**List of tasks**
a: Answer these questions using the passage on sympathy and humility:
(i) According to the passage, who alone "is tempted"?
(ii) Which prophet does the passage name in connection with humility?
(iii) Besides control over the elements, what does the passage say some men in the Bible are represented as obtaining?
b: Write a continuation of the passage on sympathy and humility, picking up right after its final sentence.

____ Document extract

Scarcely could any man hope to persuade others he really sympathizes with them in sufferings occasioned by physical and moral weakness, if by the very constitution of his nature he were himself exempt from both. Wants which miracle could satisfy at pleasure are not our wants, they are not "wants" at all. A man who has no desires, save those he may on all occasions gratify, is not subject to temptation, seeing he only "is tempted who is drawn away of his own lusts and enticed."

Humility, such as is spoken of by the prophet Isaiah as the condition necessary for the indwelling of the Holy Spirit, we as mortals fain would cherish, but humility consisting in the consciousness and modest use of supernatural power is of a kind we cannot even apprehend. The being in whom such humility resides cannot be fitly called a

human being, at least he does not so present himself to our minds. That it may have been otherwise with writers in the Bible is however quite probable, seeing that Christ is by no means the only man there represented as obtaining some degree of control over the elements, and also the keys of life and death.

________
____ Dataset records

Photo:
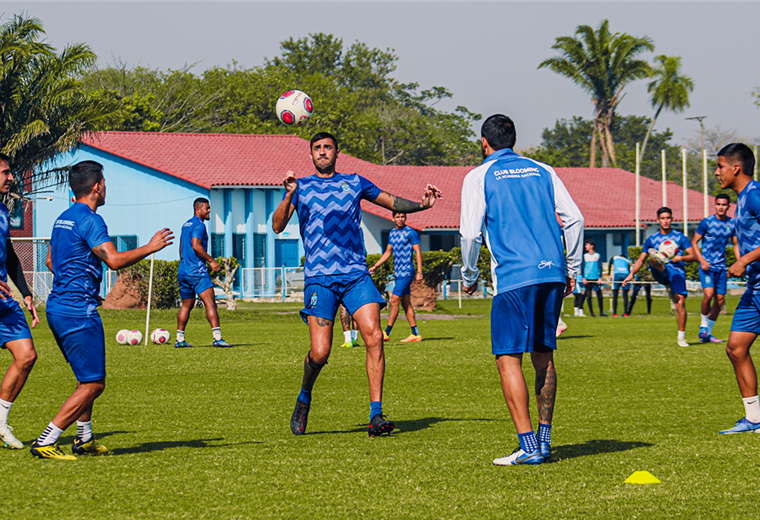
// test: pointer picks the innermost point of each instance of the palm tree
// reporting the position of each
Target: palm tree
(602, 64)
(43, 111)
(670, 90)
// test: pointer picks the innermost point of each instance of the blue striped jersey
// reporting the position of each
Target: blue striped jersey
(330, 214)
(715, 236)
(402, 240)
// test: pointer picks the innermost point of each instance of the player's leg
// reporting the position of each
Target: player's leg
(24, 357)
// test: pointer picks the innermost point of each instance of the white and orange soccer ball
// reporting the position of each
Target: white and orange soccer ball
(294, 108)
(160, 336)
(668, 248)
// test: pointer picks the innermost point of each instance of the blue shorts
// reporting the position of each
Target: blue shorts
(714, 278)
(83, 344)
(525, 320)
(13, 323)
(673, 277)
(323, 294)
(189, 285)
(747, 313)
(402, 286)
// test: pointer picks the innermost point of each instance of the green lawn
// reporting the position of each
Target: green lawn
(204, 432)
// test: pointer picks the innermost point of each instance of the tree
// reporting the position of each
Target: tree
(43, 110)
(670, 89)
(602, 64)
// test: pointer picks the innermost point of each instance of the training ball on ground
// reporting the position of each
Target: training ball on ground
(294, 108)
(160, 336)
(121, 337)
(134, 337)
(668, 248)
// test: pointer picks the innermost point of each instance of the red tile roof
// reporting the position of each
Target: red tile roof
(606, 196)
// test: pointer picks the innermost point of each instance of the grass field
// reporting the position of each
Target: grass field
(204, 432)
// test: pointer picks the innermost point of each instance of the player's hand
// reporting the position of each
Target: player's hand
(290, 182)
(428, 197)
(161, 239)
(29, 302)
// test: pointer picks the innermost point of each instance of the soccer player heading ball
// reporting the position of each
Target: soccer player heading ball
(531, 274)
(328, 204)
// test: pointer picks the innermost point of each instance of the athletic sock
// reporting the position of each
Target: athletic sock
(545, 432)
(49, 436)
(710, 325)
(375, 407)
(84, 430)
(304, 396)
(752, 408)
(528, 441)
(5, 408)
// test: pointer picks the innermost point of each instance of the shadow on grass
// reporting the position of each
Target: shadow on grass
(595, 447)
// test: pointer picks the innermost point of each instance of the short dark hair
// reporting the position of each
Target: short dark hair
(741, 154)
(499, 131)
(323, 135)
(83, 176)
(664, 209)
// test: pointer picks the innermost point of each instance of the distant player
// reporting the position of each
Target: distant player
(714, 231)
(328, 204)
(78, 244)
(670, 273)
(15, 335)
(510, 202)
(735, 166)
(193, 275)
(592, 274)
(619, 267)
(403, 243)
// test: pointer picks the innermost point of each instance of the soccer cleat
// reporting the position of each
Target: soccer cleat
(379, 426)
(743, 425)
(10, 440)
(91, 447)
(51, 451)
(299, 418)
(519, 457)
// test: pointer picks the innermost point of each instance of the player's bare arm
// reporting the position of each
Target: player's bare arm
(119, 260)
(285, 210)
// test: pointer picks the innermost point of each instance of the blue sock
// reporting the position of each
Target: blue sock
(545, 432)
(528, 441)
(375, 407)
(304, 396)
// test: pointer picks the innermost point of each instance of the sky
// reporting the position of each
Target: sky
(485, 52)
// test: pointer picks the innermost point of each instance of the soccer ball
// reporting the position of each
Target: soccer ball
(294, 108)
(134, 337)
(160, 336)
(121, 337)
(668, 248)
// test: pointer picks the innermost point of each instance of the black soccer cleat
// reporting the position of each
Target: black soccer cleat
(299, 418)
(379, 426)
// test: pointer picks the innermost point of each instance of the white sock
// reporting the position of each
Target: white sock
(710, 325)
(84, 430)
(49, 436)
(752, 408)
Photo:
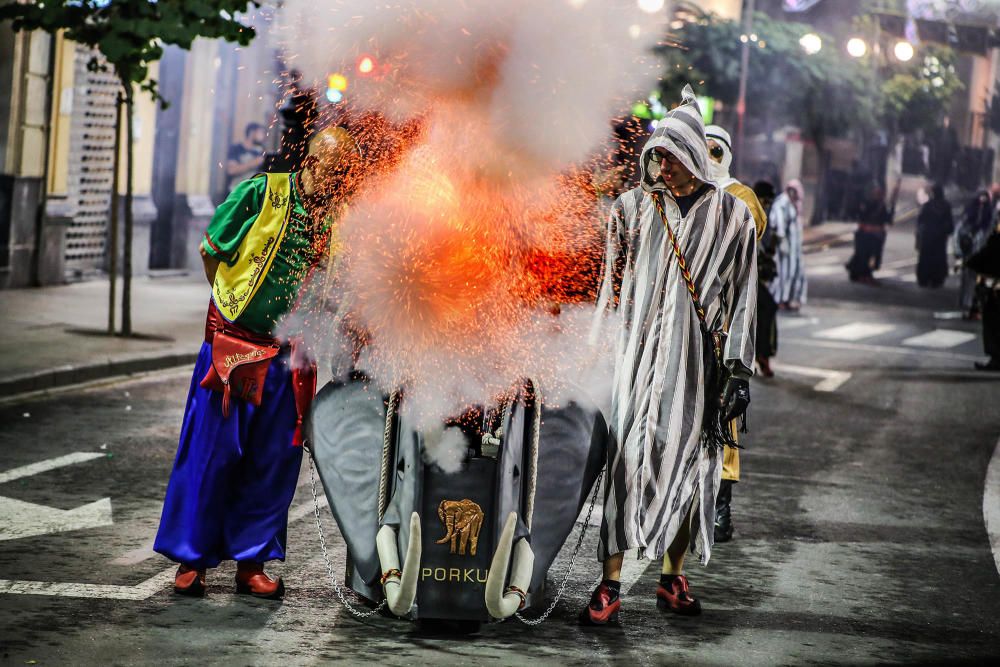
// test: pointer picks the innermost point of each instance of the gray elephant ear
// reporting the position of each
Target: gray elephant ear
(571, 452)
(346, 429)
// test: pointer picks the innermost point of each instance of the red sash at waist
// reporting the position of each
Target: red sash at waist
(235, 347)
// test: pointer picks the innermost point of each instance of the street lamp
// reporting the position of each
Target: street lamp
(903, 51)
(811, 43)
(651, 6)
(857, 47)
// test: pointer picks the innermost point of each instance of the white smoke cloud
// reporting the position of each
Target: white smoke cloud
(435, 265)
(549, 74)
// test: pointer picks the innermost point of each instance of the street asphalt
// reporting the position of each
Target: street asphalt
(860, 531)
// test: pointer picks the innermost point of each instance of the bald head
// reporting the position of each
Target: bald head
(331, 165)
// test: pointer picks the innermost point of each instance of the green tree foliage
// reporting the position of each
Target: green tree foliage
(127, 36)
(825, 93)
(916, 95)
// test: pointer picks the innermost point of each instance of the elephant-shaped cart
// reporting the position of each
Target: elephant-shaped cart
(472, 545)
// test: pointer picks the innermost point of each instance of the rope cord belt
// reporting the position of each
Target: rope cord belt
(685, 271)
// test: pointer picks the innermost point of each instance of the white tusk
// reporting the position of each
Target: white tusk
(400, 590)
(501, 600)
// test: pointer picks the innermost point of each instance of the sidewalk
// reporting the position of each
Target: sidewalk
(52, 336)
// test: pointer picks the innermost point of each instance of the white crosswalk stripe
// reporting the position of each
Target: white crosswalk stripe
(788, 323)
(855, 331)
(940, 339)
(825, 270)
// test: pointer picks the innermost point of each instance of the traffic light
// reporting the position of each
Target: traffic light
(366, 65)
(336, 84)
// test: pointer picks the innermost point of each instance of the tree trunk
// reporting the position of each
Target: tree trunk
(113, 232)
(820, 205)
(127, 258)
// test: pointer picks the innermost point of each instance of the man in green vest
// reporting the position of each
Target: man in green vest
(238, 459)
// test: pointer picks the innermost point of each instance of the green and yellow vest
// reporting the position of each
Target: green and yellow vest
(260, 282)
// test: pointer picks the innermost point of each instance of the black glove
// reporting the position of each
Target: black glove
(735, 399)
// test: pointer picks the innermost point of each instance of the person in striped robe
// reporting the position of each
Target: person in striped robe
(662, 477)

________
____ Dataset records

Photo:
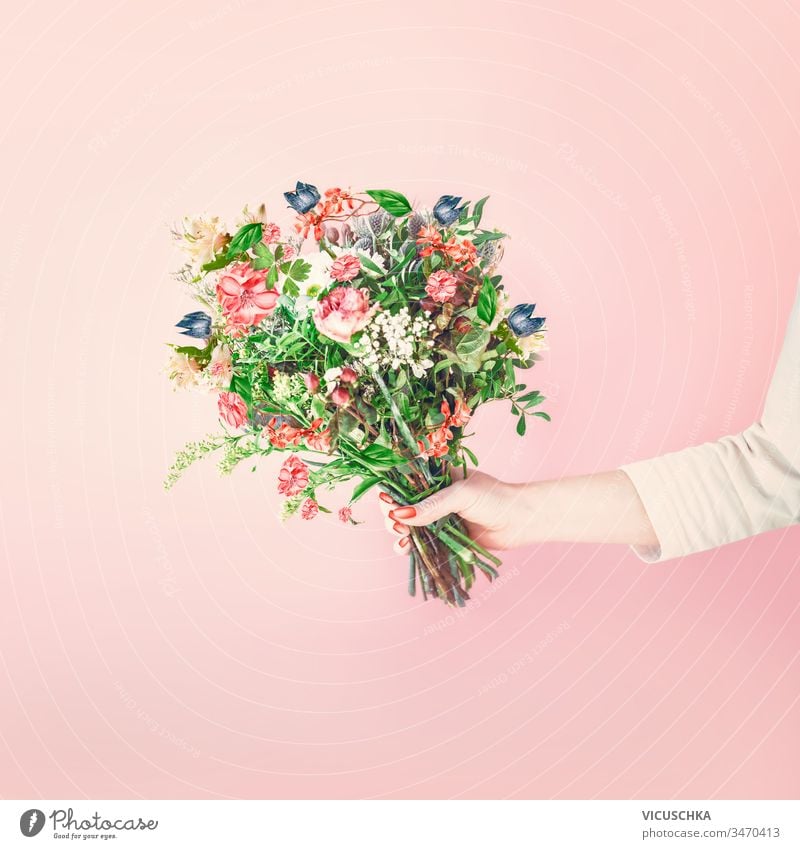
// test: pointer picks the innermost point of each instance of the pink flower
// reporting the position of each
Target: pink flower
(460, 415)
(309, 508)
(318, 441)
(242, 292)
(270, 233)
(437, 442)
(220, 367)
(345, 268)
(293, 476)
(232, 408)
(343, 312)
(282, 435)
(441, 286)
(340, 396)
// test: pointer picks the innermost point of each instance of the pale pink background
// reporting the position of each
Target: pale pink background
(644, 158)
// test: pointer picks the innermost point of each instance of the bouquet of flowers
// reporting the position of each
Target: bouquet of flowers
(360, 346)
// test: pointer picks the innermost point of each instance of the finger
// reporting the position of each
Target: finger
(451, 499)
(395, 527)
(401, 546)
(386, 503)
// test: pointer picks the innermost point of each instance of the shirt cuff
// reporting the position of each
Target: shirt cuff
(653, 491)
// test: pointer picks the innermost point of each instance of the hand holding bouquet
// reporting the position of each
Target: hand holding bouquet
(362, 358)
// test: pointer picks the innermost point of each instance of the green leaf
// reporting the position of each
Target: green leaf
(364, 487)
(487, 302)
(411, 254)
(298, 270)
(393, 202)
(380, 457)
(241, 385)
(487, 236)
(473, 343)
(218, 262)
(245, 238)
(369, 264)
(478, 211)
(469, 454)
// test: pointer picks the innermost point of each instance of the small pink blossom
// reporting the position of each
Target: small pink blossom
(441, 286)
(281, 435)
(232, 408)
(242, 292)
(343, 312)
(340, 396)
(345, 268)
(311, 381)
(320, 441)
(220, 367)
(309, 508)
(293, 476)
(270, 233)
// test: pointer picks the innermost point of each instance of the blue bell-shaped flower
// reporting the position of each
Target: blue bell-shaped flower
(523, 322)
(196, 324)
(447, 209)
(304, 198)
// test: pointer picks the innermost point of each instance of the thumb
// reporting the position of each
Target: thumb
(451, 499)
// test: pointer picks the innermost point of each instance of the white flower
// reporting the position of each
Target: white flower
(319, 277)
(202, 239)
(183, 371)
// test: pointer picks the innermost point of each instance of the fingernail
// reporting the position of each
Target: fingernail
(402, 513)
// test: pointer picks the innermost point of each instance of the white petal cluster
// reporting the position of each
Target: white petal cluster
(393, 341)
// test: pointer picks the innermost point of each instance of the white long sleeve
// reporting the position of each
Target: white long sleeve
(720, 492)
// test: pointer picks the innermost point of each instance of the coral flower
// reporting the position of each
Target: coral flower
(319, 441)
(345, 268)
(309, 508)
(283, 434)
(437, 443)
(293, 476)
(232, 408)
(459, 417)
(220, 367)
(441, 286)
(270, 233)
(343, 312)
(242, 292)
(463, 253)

________
____ Dataset records

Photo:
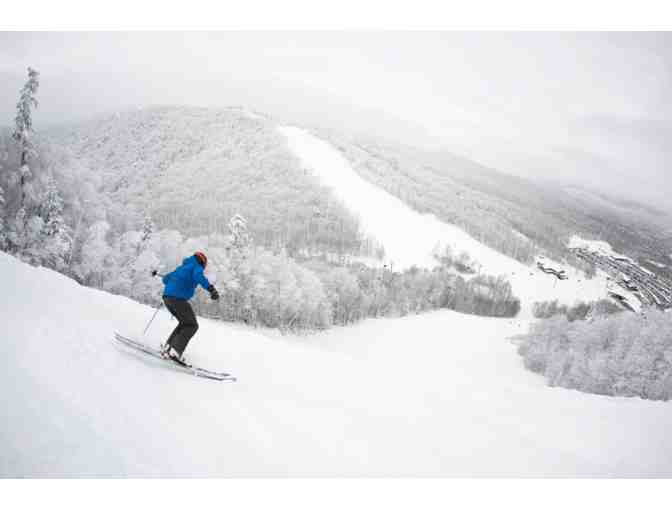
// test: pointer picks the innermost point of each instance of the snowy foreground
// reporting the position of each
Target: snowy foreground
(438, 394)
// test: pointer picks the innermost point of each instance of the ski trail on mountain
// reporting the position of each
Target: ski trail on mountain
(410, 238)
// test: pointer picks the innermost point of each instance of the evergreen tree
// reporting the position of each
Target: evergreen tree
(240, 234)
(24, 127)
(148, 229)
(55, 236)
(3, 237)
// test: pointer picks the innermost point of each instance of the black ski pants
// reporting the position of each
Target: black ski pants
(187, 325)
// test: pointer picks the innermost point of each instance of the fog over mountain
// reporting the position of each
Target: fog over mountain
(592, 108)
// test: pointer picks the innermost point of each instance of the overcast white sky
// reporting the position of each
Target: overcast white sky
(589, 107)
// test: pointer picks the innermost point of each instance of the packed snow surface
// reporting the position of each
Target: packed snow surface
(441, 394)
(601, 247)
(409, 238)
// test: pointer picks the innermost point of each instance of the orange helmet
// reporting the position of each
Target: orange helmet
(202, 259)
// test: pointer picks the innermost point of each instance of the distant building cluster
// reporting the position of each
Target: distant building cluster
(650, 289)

________

**Answer list**
a:
(i) He "who is drawn away of his own lusts and enticed."
(ii) Isaiah.
(iii) The keys of life and death.

b:
In the survey of Christ's life and work given in "Ecce Homo," the record of His miracles is not only accepted, but they are stated to have been "essential to Christ's success :" while in His "temperance in the use of supernatural power" we are asked to contemplate "a moral miracle superinduced upon a physical one." That such temperance may be among "the graces of the gods" none can deny; but how the person by whom it was exercised could be "in all points tempted like as we are," I do not understand. "We walk by faith, not by sight:" the "Reign of Law," beneficent in its unalterable operations on the grand scale, tempts us at times to think our aims and aspirations trifling, both in their issues and import: and this temptation seriously tries our moral strength. To presuppose Christ entirely freed from it, is to conclude not only that "He had an easier passage through life than

we," but that He never knew the fear of death, over which we have to gain a victory through faith. Against the objection that the Apostles' belief in miracles exempted them too, from our doubts, I urge the absence from Paul's Epistles of other than moral grounds for faith, save one which is open to question.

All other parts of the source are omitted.